How exactly did you intend to create a magnetic field the size of Earth?
Why is that a relevant question? The field is there. We call it a "sunspot". The magnetic field in a sunspot umbra is typically 3000 - 4000 Gauss. How the field got there is not at all relevant to the question of whether or not it can stop a plasma from flowing trough it.

Why wouldn't "heat" cross that barrier even if you figured out a way to create such a thing?
Radiant heat will cross the barrier, but convective heat cannot, because charged particles at such low energy cannot hope to flow perpendicular to a field anywhere near that strong. The fact that radiant heat does get in is why the sunspot umbra does not cool below about 3000 to 4000 Kelvins.

I guess you haven't seen the DVD?
No.
When you get it to a format you can watch, freeze the frame at around 30 minutes and 4 seconds. You will observe the coronal loop coming up through the photosphere and it "lights up" the photosphere at the base of the loops.
How do you know it is the photosphere you are looking at and not the chromosphere or transition region?

If the flare originated above the photosphere, that would not happen and the direction of particle flow would be down, not up.
How do you know that?

... but the photosphere is physically incapable of acting like a "black body". It's made of extremely light neon plasma.
How do you know it's neon?
What does "light" mean? What's the density? What's the optical depth?
If the optical depth is high enough, a plasma of any density at all will act like a blackbody. If you say otherwise, then you are simply pretending that physics does not exist.

No, it moves AWAY FROM the surface TOWARD the heliosphere. Heat from a rock in a river will not flow upstream very far before being picked up and carried downstream by a moving water molecule.

[Dataset rows]

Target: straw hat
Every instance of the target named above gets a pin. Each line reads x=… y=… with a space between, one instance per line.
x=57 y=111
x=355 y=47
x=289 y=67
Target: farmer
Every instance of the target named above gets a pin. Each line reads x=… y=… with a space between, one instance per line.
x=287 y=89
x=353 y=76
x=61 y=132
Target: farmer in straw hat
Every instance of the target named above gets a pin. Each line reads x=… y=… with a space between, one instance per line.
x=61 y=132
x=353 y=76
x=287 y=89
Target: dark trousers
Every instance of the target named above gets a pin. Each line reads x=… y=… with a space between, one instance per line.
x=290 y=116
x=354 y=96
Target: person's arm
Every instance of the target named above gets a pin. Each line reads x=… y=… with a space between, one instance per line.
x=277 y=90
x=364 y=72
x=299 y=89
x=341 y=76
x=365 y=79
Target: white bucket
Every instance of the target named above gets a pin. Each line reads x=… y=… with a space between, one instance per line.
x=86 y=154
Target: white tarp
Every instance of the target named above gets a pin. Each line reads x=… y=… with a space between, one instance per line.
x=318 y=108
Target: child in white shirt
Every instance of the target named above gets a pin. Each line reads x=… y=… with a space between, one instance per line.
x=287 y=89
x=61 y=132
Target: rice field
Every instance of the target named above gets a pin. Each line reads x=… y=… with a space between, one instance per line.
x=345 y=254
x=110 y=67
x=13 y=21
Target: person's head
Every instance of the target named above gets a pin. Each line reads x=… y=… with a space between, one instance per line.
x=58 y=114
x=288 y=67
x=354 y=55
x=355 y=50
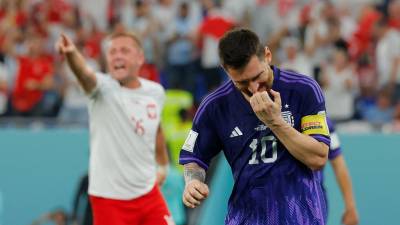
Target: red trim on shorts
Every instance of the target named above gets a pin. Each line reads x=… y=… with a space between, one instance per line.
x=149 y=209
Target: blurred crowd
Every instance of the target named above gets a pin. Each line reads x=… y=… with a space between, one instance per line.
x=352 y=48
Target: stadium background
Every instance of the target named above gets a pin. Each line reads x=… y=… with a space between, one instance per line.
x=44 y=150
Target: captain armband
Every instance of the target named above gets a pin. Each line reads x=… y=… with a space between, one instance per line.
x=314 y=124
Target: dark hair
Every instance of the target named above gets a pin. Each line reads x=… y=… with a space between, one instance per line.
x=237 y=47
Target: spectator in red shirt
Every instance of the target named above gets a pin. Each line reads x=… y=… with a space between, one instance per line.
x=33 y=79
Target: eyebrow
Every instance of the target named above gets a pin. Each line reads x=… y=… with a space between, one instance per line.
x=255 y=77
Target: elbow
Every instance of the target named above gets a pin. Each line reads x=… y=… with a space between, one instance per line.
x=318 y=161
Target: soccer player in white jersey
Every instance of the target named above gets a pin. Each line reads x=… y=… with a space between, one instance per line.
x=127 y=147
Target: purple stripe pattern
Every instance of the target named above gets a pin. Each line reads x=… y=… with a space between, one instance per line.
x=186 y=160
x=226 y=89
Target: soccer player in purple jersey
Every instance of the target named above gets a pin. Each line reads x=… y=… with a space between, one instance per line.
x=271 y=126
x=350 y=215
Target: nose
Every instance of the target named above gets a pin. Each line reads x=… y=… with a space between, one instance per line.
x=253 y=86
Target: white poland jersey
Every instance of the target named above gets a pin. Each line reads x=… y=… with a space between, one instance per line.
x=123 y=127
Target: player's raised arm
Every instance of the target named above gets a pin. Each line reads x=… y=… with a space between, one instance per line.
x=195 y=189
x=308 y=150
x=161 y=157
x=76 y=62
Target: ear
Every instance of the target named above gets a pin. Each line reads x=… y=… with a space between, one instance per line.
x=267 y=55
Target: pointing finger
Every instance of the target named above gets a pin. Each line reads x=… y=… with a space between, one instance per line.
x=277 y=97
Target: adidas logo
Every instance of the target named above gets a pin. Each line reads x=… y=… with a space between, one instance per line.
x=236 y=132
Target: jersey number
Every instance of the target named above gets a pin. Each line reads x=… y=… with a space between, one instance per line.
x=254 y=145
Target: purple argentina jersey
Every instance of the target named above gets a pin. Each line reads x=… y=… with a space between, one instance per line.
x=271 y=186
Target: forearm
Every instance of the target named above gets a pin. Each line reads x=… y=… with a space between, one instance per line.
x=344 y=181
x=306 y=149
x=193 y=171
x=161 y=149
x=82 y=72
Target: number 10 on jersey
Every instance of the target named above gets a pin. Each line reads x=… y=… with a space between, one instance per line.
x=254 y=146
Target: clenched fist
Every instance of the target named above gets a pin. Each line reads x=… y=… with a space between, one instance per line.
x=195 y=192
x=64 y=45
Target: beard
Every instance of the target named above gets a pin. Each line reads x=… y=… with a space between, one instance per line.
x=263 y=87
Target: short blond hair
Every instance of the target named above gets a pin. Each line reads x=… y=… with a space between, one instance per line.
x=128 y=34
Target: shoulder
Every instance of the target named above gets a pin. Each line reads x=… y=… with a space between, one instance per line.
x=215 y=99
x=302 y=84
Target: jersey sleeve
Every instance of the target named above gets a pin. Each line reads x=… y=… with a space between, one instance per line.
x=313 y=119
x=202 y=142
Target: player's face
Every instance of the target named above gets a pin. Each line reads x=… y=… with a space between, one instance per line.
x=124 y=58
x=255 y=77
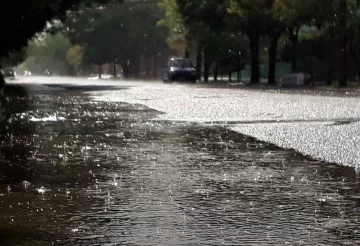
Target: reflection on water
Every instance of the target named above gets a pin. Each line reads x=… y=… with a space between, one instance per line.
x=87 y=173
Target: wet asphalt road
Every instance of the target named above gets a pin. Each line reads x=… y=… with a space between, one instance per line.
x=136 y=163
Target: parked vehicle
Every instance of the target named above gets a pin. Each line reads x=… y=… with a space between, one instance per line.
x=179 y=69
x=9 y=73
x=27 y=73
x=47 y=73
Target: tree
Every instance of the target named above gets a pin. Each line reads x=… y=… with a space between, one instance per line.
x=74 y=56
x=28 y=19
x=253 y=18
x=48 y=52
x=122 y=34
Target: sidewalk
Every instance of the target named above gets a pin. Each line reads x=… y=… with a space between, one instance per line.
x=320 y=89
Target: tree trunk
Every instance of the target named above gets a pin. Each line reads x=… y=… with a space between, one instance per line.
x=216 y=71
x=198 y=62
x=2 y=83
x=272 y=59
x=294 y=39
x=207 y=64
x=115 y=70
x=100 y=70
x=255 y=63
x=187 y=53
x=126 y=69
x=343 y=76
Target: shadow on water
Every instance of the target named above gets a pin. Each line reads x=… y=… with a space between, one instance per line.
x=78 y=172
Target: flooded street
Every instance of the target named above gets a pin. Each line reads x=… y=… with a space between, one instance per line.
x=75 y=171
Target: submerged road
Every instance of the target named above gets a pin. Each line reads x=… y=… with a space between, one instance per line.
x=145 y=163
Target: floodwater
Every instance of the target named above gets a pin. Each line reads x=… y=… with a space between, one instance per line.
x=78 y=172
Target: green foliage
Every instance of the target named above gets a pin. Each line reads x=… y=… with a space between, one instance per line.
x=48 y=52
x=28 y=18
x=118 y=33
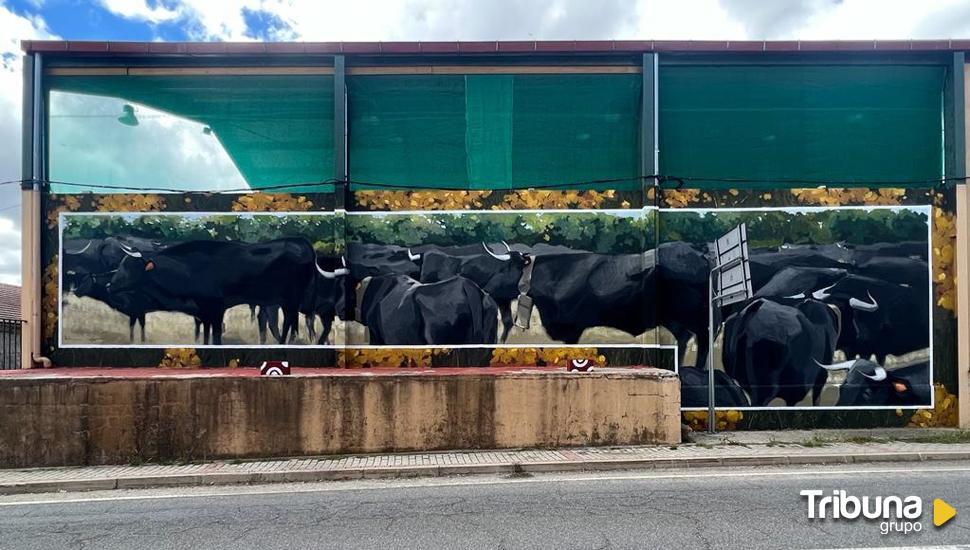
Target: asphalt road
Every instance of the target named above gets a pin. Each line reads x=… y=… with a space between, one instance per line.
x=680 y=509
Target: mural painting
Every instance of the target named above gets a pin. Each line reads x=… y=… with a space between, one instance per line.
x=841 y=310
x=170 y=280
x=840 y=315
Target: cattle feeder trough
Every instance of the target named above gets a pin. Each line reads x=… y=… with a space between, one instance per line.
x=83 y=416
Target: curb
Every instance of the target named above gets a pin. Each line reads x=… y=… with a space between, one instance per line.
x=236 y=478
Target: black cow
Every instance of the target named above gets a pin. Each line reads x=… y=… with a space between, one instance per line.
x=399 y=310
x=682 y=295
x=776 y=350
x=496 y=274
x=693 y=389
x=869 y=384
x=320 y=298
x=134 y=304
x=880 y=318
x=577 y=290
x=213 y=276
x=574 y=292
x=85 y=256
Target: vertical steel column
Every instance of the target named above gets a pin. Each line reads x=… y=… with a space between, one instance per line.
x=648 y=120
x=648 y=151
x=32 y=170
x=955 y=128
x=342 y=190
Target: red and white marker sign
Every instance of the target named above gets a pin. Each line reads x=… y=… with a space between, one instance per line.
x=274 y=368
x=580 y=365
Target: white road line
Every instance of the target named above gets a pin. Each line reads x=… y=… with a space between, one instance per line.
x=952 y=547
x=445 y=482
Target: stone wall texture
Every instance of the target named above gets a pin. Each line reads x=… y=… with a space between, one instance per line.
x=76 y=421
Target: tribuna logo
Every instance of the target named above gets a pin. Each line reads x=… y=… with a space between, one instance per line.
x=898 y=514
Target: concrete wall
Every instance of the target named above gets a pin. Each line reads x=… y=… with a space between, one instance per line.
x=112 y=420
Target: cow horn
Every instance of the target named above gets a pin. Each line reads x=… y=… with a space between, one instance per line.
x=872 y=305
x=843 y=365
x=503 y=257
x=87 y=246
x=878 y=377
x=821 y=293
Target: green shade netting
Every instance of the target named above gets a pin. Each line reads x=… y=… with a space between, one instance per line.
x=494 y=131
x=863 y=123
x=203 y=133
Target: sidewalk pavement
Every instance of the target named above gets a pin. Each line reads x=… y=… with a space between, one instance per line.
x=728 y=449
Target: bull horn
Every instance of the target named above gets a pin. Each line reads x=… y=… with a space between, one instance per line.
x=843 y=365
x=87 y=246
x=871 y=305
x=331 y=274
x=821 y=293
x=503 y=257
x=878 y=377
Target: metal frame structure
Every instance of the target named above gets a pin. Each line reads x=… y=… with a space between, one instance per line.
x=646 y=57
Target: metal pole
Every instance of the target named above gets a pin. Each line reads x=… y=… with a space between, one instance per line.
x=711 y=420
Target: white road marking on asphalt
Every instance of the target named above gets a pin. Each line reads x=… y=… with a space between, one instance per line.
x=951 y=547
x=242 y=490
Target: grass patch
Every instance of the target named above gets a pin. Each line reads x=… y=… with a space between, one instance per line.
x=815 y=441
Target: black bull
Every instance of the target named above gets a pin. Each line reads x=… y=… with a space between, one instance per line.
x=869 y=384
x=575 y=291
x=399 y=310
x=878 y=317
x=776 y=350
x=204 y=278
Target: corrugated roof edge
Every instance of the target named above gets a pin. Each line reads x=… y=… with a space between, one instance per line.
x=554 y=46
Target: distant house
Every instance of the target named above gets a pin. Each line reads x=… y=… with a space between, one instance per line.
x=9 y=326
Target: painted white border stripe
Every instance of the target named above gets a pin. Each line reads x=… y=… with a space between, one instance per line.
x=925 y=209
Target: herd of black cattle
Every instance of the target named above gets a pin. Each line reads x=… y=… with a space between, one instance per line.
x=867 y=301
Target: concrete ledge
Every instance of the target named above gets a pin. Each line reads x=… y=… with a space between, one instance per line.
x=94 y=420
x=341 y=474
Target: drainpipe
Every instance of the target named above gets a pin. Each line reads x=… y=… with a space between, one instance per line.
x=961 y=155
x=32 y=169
---
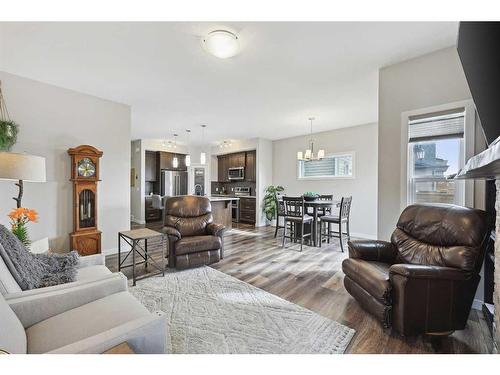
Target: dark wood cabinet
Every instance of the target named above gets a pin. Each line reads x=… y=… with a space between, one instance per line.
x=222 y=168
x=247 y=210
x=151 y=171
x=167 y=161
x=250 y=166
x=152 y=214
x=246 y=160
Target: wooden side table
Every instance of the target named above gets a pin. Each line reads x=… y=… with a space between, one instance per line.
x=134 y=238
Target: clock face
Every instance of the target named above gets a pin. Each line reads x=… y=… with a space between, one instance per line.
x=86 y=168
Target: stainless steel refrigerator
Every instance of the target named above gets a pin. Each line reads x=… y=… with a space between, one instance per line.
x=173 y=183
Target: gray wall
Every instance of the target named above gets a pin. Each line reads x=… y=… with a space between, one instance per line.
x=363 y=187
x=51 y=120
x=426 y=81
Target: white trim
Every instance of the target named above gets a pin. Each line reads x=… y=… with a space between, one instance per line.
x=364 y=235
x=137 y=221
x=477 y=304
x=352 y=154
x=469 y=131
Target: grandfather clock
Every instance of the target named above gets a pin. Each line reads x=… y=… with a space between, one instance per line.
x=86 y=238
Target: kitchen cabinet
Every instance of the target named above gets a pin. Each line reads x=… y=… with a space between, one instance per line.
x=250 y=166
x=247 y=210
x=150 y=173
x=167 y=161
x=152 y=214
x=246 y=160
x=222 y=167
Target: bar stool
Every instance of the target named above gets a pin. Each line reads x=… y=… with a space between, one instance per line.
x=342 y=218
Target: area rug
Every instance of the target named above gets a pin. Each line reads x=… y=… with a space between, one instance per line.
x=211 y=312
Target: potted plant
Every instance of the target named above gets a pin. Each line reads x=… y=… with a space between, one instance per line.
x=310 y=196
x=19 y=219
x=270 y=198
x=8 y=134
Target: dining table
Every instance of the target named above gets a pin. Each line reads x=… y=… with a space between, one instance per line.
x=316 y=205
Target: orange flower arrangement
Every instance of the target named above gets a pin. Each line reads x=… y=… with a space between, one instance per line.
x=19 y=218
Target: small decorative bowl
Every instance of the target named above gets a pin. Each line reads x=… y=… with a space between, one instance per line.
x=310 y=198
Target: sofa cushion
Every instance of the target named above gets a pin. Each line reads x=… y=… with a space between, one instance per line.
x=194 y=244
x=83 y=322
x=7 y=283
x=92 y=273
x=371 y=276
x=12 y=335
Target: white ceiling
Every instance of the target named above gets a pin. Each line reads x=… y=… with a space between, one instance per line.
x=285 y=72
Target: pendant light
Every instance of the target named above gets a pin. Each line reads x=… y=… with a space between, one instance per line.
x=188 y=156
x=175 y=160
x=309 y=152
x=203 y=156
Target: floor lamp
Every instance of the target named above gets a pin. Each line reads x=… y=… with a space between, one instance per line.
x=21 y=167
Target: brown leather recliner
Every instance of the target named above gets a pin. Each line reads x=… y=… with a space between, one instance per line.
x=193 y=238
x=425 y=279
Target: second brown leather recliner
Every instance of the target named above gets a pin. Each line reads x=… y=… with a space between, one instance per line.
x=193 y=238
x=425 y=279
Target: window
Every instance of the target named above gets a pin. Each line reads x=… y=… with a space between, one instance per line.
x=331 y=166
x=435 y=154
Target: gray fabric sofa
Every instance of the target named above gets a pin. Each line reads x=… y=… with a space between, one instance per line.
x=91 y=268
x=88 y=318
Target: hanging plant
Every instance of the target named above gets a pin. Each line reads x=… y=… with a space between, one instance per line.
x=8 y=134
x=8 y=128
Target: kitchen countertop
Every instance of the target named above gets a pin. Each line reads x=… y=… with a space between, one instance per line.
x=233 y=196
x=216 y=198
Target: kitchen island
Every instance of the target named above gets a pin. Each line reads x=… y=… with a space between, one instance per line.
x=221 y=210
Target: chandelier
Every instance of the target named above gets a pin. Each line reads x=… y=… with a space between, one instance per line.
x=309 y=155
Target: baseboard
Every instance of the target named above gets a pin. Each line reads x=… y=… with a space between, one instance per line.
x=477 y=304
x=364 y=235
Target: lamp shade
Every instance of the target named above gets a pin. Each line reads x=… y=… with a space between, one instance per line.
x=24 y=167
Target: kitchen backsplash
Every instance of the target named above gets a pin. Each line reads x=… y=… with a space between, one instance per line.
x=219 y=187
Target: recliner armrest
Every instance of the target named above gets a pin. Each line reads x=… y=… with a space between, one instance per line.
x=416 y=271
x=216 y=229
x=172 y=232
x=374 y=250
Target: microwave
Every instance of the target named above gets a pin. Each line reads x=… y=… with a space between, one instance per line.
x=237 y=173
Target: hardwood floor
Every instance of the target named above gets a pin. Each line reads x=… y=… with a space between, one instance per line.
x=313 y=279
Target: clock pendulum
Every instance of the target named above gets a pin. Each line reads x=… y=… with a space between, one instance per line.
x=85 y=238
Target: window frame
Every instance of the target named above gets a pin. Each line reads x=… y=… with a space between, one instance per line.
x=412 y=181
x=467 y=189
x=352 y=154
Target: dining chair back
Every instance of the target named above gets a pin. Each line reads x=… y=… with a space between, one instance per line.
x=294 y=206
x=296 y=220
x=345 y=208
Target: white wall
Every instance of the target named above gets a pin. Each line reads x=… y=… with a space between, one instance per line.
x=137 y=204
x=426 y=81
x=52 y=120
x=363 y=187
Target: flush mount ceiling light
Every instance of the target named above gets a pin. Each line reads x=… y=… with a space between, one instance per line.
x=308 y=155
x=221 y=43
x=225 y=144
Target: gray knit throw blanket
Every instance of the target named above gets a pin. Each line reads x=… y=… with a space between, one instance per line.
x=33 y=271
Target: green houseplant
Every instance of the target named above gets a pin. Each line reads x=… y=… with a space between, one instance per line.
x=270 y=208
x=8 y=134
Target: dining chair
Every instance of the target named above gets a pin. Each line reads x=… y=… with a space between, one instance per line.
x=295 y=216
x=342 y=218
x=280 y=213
==
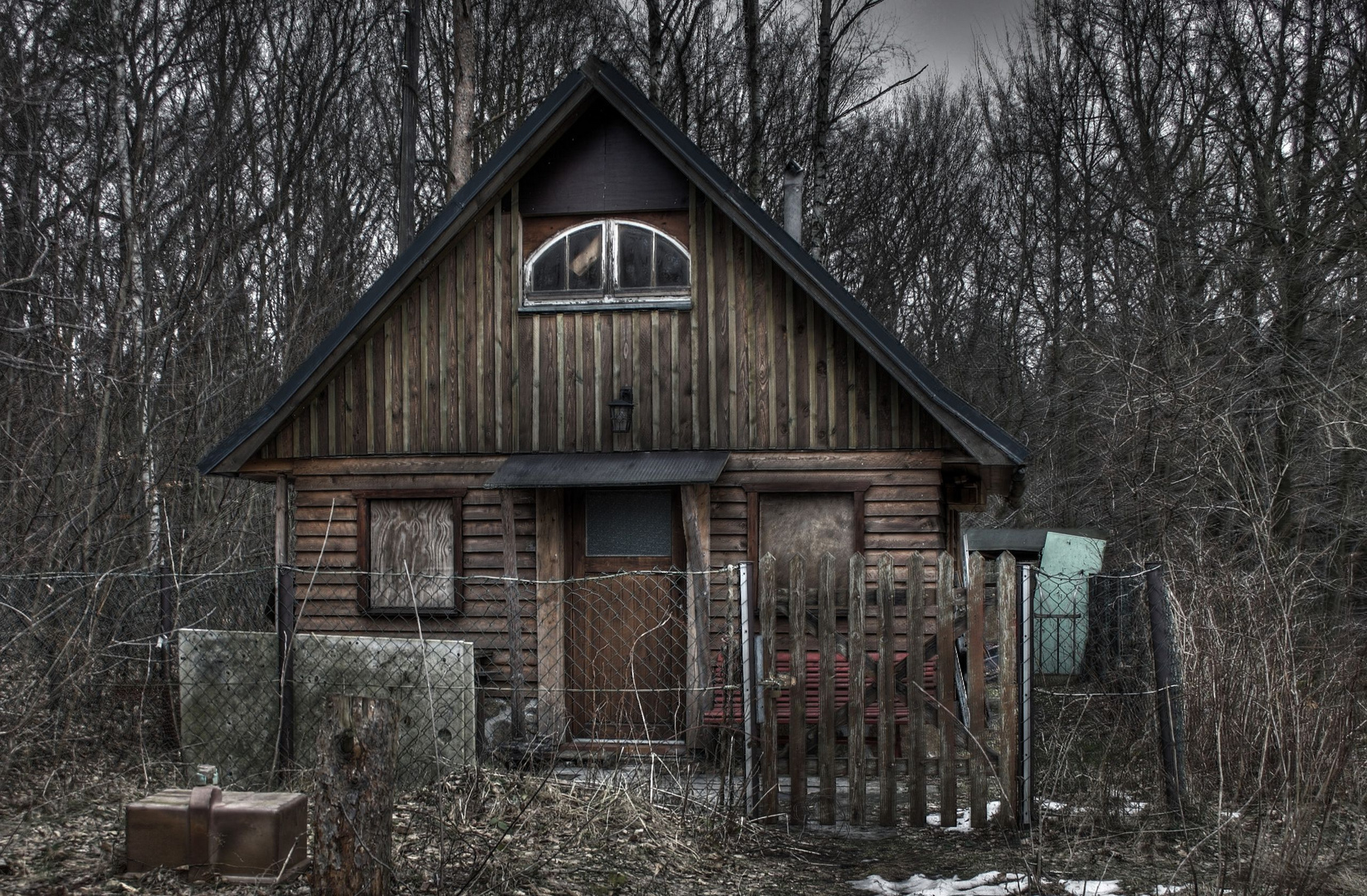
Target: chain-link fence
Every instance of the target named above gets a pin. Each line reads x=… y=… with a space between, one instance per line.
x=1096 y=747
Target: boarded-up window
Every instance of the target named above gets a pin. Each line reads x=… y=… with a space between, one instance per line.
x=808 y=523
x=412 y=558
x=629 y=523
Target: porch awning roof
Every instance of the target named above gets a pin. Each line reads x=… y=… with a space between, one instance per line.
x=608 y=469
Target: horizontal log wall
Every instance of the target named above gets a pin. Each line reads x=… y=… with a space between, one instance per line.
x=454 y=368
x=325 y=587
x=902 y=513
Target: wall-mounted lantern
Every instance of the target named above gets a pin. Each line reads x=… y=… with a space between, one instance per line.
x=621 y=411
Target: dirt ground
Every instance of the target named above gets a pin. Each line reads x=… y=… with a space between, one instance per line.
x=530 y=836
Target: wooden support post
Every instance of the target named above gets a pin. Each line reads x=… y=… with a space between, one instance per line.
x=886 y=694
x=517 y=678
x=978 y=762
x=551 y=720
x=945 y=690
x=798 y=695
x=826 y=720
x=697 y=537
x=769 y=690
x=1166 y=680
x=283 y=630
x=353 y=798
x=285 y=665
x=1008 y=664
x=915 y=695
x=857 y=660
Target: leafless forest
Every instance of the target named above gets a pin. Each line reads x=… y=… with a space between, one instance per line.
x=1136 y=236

SHORT EXERCISE A: What does the sunspot discussion give as the typical magnetic field strength in a sunspot umbra?
SHORT EXERCISE B: Please update the rows starting at the line containing "Target: red trim on shorts" and ending at the line containing "x=127 y=147", changing "eyebrow" to "eyelash" and keeping everything else the same. Return only those rows.

TASK SOLUTION A: It is typically 3000 to 4000 Gauss.

TASK SOLUTION B:
Target: red trim on shorts
Every instance of the target named above gets a pin. Each line reads x=… y=… with a space between, one instance per line.
x=149 y=209
Target: blurred crowd
Every instance of the target named above gets a pin. Each line reads x=… y=… with a space between, one instance per line.
x=352 y=48
Target: stadium background
Every instance of the target named above gets a pin. Each line reads x=… y=… with a space between, one instance per line.
x=44 y=150
Target: captain armband
Every instance of the target named above gets a pin. Each line reads x=… y=… with a space between, one instance per line.
x=314 y=124
Target: dark hair
Every instance of the target named above gets a pin. Each line reads x=… y=… with a space between, one instance per line.
x=237 y=47
Target: spectator in red shirt
Every instance of the target named above gets a pin. Each line reads x=… y=… with a space between, one instance per line.
x=33 y=79
Target: eyelash
Every instance of the target named above gets a pin. Each line reads x=… y=… with a space between, one instance per line.
x=255 y=77
Target: elbow
Every instance of the target named above gets a pin. Each line reads x=… y=… with a space between, one instance per line.
x=318 y=161
Target: soccer player in white jersey
Every instance of the target named above gets a pin. Each line reads x=… y=… with a space between, one instance per line.
x=127 y=147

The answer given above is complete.